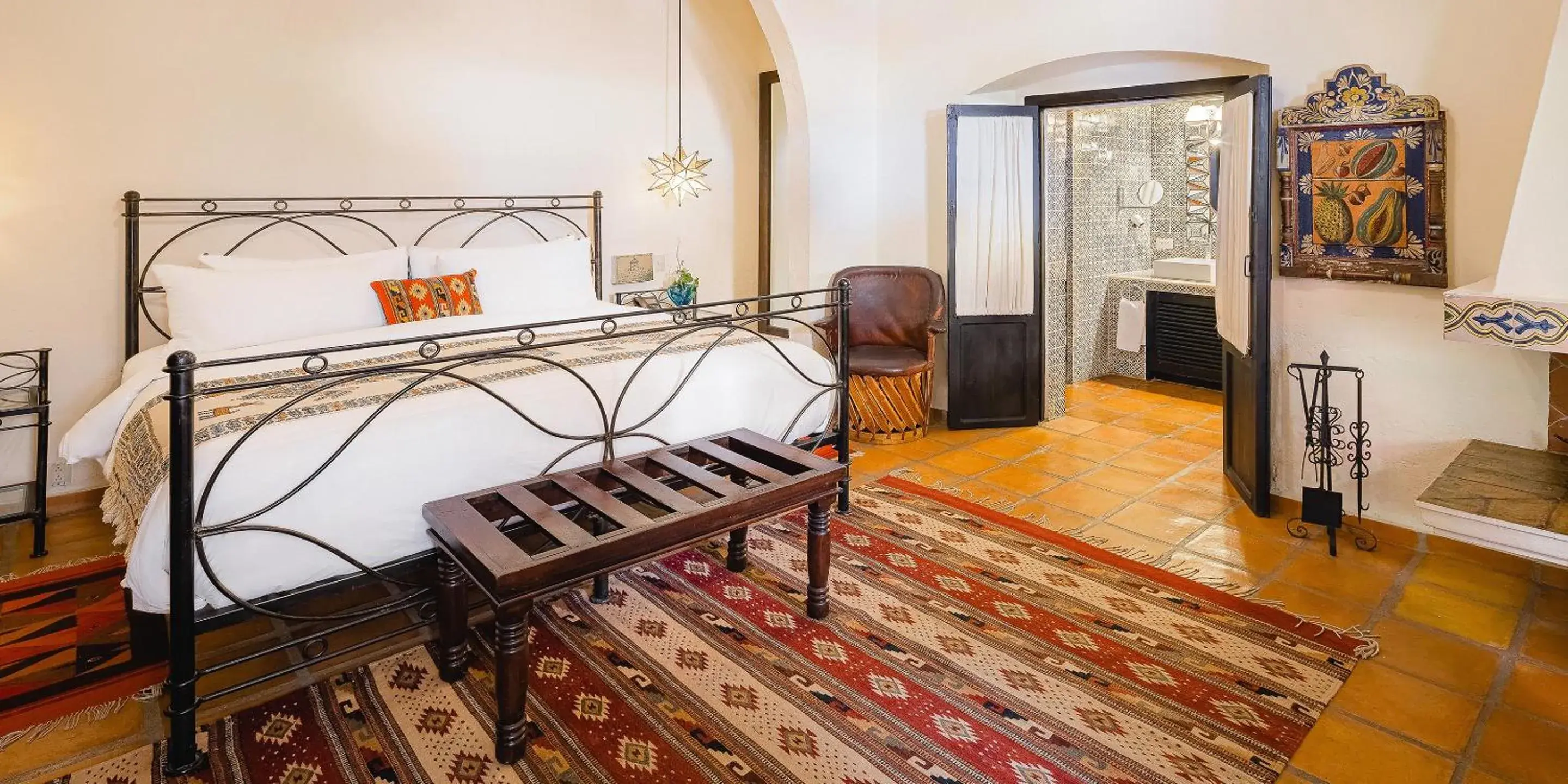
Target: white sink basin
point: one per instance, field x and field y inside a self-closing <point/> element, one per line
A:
<point x="1200" y="270"/>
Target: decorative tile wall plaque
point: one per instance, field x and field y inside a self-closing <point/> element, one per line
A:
<point x="1363" y="176"/>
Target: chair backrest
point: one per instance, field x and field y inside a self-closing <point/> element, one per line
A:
<point x="893" y="305"/>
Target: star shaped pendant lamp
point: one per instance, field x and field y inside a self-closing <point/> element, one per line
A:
<point x="679" y="175"/>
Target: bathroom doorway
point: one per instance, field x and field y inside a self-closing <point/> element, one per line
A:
<point x="1114" y="220"/>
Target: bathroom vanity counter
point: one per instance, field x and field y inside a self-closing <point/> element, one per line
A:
<point x="1503" y="498"/>
<point x="1153" y="283"/>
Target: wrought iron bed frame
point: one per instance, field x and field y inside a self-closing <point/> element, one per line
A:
<point x="408" y="579"/>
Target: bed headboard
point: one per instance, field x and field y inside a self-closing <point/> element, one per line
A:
<point x="339" y="225"/>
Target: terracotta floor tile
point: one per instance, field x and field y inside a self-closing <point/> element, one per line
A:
<point x="1547" y="642"/>
<point x="1070" y="425"/>
<point x="1248" y="551"/>
<point x="1178" y="451"/>
<point x="1408" y="706"/>
<point x="1147" y="424"/>
<point x="1346" y="751"/>
<point x="1432" y="606"/>
<point x="1087" y="449"/>
<point x="1050" y="516"/>
<point x="1126" y="405"/>
<point x="1203" y="438"/>
<point x="1209" y="571"/>
<point x="1474" y="775"/>
<point x="1059" y="463"/>
<point x="1125" y="543"/>
<point x="965" y="462"/>
<point x="1328" y="609"/>
<point x="1341" y="578"/>
<point x="1473" y="581"/>
<point x="988" y="494"/>
<point x="1021" y="479"/>
<point x="1198" y="504"/>
<point x="1004" y="448"/>
<point x="1539" y="690"/>
<point x="1156" y="523"/>
<point x="1120" y="480"/>
<point x="1520" y="747"/>
<point x="1040" y="437"/>
<point x="955" y="438"/>
<point x="921" y="449"/>
<point x="1177" y="414"/>
<point x="1551" y="604"/>
<point x="1095" y="413"/>
<point x="1495" y="560"/>
<point x="1143" y="462"/>
<point x="1075" y="496"/>
<point x="1437" y="658"/>
<point x="1117" y="437"/>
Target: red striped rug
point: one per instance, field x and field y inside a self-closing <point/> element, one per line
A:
<point x="963" y="645"/>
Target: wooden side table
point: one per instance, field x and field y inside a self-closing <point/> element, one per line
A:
<point x="24" y="396"/>
<point x="546" y="534"/>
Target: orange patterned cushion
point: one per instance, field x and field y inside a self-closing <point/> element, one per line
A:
<point x="421" y="298"/>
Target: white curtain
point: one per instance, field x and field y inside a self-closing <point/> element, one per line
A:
<point x="995" y="220"/>
<point x="1233" y="302"/>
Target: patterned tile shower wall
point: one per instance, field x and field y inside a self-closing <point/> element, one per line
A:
<point x="1093" y="161"/>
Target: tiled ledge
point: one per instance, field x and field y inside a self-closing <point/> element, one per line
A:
<point x="1478" y="314"/>
<point x="1503" y="498"/>
<point x="1164" y="284"/>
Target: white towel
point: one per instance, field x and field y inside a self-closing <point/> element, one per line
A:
<point x="1130" y="325"/>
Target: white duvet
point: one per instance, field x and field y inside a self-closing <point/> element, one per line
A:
<point x="421" y="449"/>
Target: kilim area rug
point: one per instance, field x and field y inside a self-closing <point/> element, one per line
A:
<point x="65" y="650"/>
<point x="963" y="645"/>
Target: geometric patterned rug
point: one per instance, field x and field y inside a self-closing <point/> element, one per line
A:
<point x="65" y="648"/>
<point x="963" y="645"/>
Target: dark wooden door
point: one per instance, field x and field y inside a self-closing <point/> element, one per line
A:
<point x="1246" y="369"/>
<point x="993" y="359"/>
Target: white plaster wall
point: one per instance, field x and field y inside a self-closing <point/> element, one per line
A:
<point x="193" y="98"/>
<point x="1533" y="258"/>
<point x="1424" y="396"/>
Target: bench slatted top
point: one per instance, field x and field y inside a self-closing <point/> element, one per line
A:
<point x="535" y="535"/>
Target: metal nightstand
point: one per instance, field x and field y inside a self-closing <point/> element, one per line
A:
<point x="24" y="394"/>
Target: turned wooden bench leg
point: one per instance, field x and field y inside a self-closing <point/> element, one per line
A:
<point x="452" y="620"/>
<point x="738" y="551"/>
<point x="817" y="555"/>
<point x="512" y="679"/>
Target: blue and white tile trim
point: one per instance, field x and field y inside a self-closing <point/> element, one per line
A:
<point x="1476" y="314"/>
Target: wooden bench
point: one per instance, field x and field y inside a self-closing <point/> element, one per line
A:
<point x="535" y="537"/>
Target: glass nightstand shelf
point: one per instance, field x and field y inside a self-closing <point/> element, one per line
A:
<point x="24" y="405"/>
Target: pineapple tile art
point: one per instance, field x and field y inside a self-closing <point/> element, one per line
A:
<point x="1363" y="184"/>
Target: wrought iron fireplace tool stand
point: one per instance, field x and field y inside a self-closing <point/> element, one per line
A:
<point x="1327" y="446"/>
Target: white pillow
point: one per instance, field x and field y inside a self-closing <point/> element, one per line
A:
<point x="216" y="309"/>
<point x="378" y="266"/>
<point x="526" y="280"/>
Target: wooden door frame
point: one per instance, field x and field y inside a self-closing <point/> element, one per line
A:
<point x="765" y="82"/>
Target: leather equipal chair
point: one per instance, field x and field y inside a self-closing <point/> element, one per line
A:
<point x="896" y="316"/>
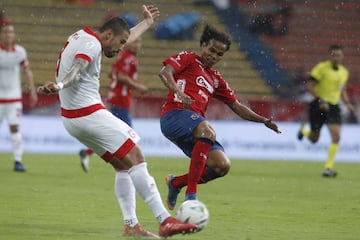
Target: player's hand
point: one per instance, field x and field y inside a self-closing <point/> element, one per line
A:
<point x="269" y="123"/>
<point x="324" y="106"/>
<point x="33" y="97"/>
<point x="48" y="88"/>
<point x="151" y="13"/>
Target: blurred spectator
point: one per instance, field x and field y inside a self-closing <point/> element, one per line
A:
<point x="3" y="18"/>
<point x="85" y="3"/>
<point x="271" y="20"/>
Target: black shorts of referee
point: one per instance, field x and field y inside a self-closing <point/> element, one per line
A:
<point x="319" y="117"/>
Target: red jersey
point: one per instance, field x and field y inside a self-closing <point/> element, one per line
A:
<point x="200" y="83"/>
<point x="120" y="95"/>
================
INSTRUÇÃO DADA: Copie somente o trecho da listagem que começa na linha que contém "Target: black shorts of referee" e vai até o fim da listagem, com as duas pontas incluídas e os pedidos mantidos. Multiplique por 1,05 cada coordenada x e y das respostas e arredonde para o inteiro mais próximo, com as metades arredondadas para cima.

SOLUÇÃO DO EXERCÍCIO:
Target: black shorts of referee
point: one per instance, field x and field y inside a self-closing <point/> element, one per line
A:
<point x="335" y="123"/>
Target: red jersey
point: one per instance, field x and field y inside a self-closing <point/> element, one per line
A:
<point x="210" y="87"/>
<point x="126" y="100"/>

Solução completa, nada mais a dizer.